Dataset entries
———

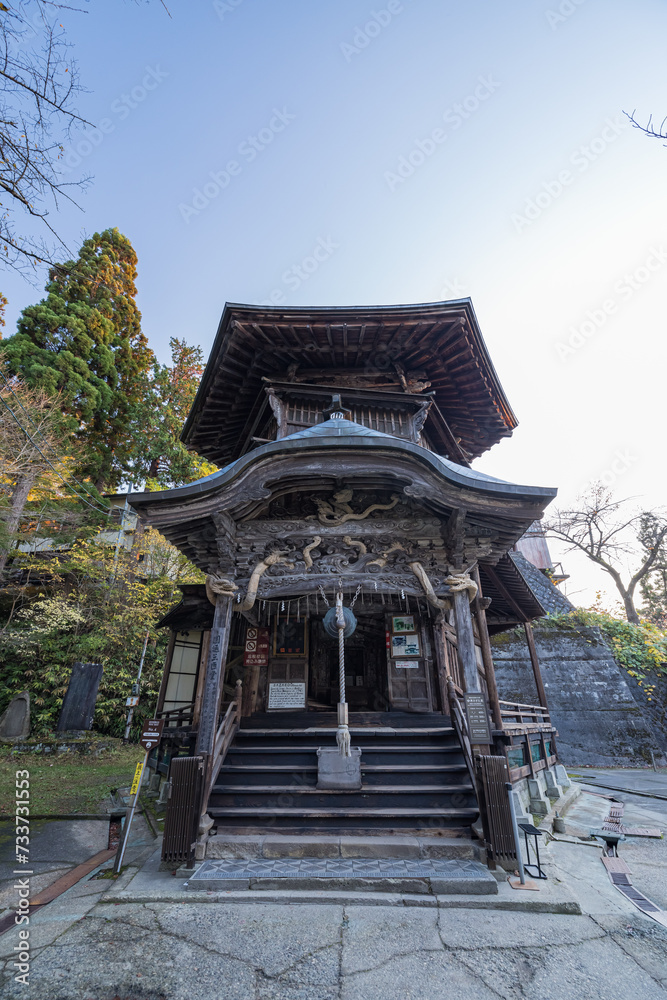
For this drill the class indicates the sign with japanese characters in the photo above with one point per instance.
(151, 733)
(256, 652)
(478, 717)
(287, 695)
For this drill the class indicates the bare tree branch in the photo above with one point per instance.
(648, 129)
(38, 86)
(595, 528)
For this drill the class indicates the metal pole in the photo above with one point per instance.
(128, 819)
(126, 507)
(130, 714)
(515, 831)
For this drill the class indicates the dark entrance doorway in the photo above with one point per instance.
(365, 667)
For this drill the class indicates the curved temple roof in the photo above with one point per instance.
(336, 433)
(439, 342)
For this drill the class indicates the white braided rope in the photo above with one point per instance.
(343, 741)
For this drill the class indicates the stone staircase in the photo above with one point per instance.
(414, 780)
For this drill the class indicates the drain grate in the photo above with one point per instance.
(328, 868)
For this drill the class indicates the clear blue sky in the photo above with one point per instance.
(520, 184)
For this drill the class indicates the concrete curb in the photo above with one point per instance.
(507, 899)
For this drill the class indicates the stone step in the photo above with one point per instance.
(309, 845)
(429, 876)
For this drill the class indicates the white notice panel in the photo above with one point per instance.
(287, 694)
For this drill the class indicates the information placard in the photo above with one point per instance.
(287, 694)
(478, 717)
(256, 652)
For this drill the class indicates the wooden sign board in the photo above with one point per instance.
(478, 717)
(287, 695)
(256, 652)
(151, 733)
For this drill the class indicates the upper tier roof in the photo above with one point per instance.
(439, 341)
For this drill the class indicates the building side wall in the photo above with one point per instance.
(591, 705)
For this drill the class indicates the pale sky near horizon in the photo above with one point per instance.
(432, 150)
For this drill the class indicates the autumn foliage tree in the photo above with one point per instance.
(160, 458)
(84, 341)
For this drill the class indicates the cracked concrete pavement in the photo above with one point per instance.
(266, 951)
(89, 945)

———

#### EXERCISE
Put the lines of the rows above into a numbered list, starting at the line that contains "For this drill the class indicates the information" and ending with the last line of the rows. Leave out any blank lines.

#### RESULT FOR THIS TASK
1. For this drill the class indicates the information placard in the photo above with one point per instance.
2. (287, 694)
3. (478, 717)
4. (256, 652)
5. For this drill the class indicates the wooden sign board in the photo above with one point per instance.
6. (478, 717)
7. (287, 695)
8. (256, 652)
9. (151, 733)
10. For this drill the class indicates the upper tier roof in the photo above with one point per instance.
11. (439, 341)
12. For this drill the class indicates the building side wall in the photo above with one point per instance.
13. (591, 705)
14. For this drill the class indicates the pale sky near horizon in the photo above with one point per instance.
15. (432, 150)
16. For this drill the class indicates the autumn foliage tree in the photo above with one point per instance.
17. (160, 458)
18. (84, 341)
19. For this drill the class indicates the cracked concrete pavement in the photo above with one point per instance.
20. (266, 951)
21. (89, 945)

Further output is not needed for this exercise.